Fragmento del documento:
* * * * *

Correcciones Incurables
En muchos momentos los padres de familia,
abrumados por nuestras presiones familiares o emocionales, buscamos la manera de
que nuestros hijos puedan entender mejor y hagan lo que se les indique.
Estamos preocupados por saber cuál es la mejor manera de corregir, bajo
fórmula de «tiene que
ser una forma que funcione y que en verdad sientan ellos que deben hacer lo que
uno les pide». Es entonces cuando nos damos a la tarea de buscar. Quizá
comencemos con el manazo; después, si no funciona, con la chancla, o bien con
el cinturón (métodos y medios que fomentan y dan un claro ejemplo de
violencia, desesperación y
coraje). No obstante, esas no son las únicas formas de violencia: tenemos
también la mirada, la palabra hiriente y la indiferencia. Éstas no
dejan marcas aparentes en el cuerpo, no hacen moretones, e inclusive en muchos
momentos ni siquiera provocan llanto. Lo que sí es un hecho es que prevalecen
por mucho más tiempo y son más difíciles de curar.
¡Cuántas veces no hemos visto niños que
buscan la mirada de aceptación o rechazo de sus actos, volteando a ver la
mirada de sus padres! Estas miradas profundas y penetrantes que pueden ser desde
dulzura, amor y compasión, hasta fuertes golpes y latigazos que van a lo más
profundo del ser, el alma, convirtiéndolos en seres inseguros y temerosos en
busca de nuevas miradas que reemplacen a la de sus progenitores.

* * * * *

Problema breve A: Selecciona y copia cada línea de los registros que contenga la palabra "instance".

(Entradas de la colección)
* * * * *

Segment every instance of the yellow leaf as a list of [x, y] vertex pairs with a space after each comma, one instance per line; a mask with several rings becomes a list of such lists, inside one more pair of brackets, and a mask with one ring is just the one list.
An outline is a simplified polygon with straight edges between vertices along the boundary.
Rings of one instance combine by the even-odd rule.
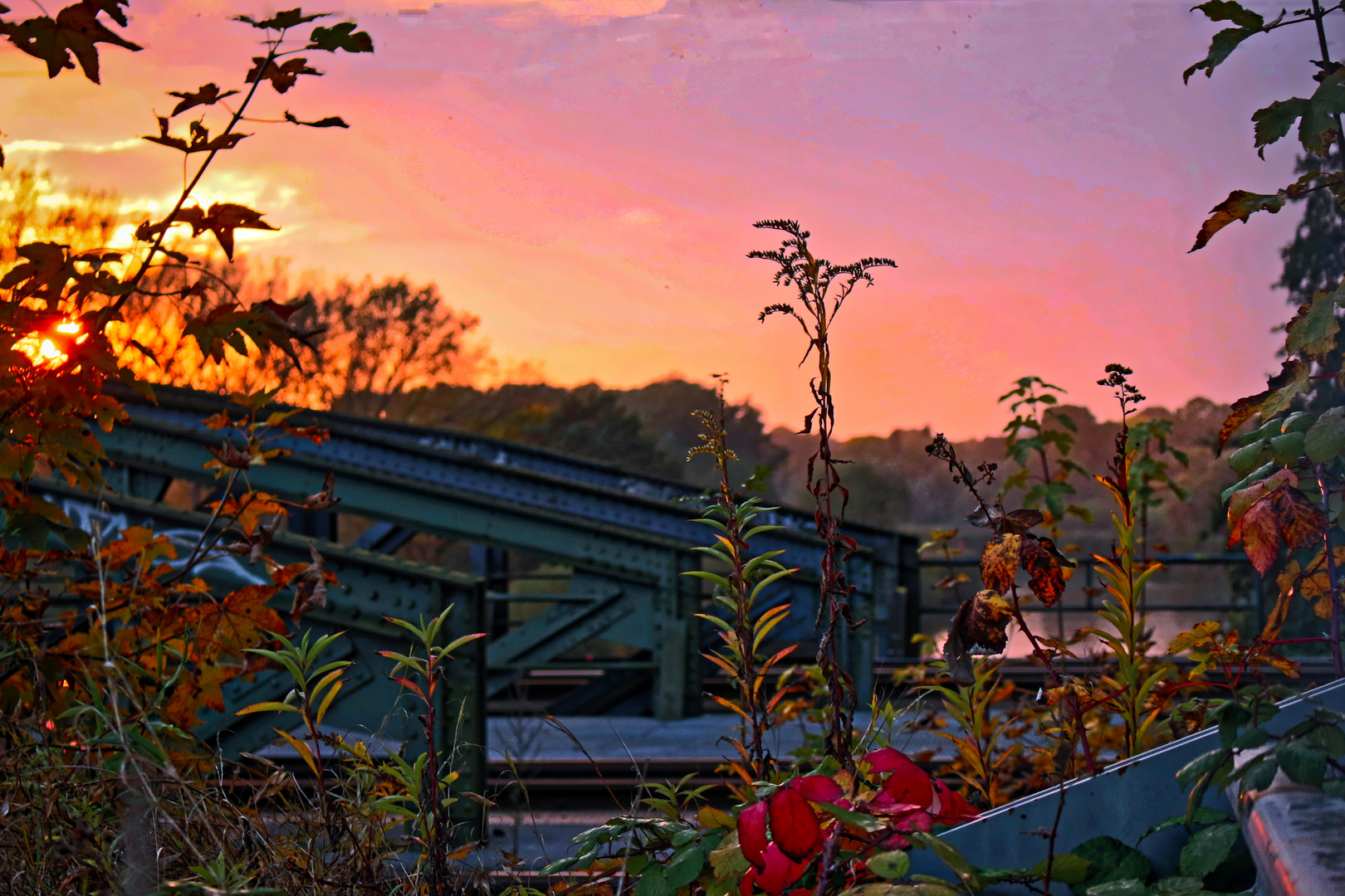
[[327, 707], [332, 705], [332, 699], [338, 693], [340, 693], [340, 689], [344, 684], [346, 684], [344, 681], [338, 681], [335, 685], [332, 685], [332, 689], [327, 692], [327, 696], [323, 697], [323, 705], [317, 707], [317, 717], [313, 719], [315, 725], [323, 724], [323, 716], [327, 715]]
[[293, 735], [281, 731], [280, 728], [272, 728], [272, 731], [284, 737], [285, 742], [289, 743], [289, 746], [299, 752], [299, 758], [304, 760], [304, 763], [312, 770], [312, 772], [315, 775], [317, 774], [317, 762], [313, 759], [313, 751], [308, 748], [308, 744], [305, 744], [303, 740], [299, 740]]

* * * * *

Problema breve B: Según el fragmento del documento, ¿qué formas de violencia no dejan marcas aparentes en el cuerpo?

Respuesta correcta A:
Segment every instance of the yellow leaf as a list of [x, y] vertex pairs with a space after each comma, one instance per line; a mask with several rings becomes a list of such lists, inside one more pair of brackets, and a mask with one ring is just the one list.
Rings of one instance combine by the even-odd rule.

Respuesta correcta B: La mirada, la palabra hiriente y la indiferencia.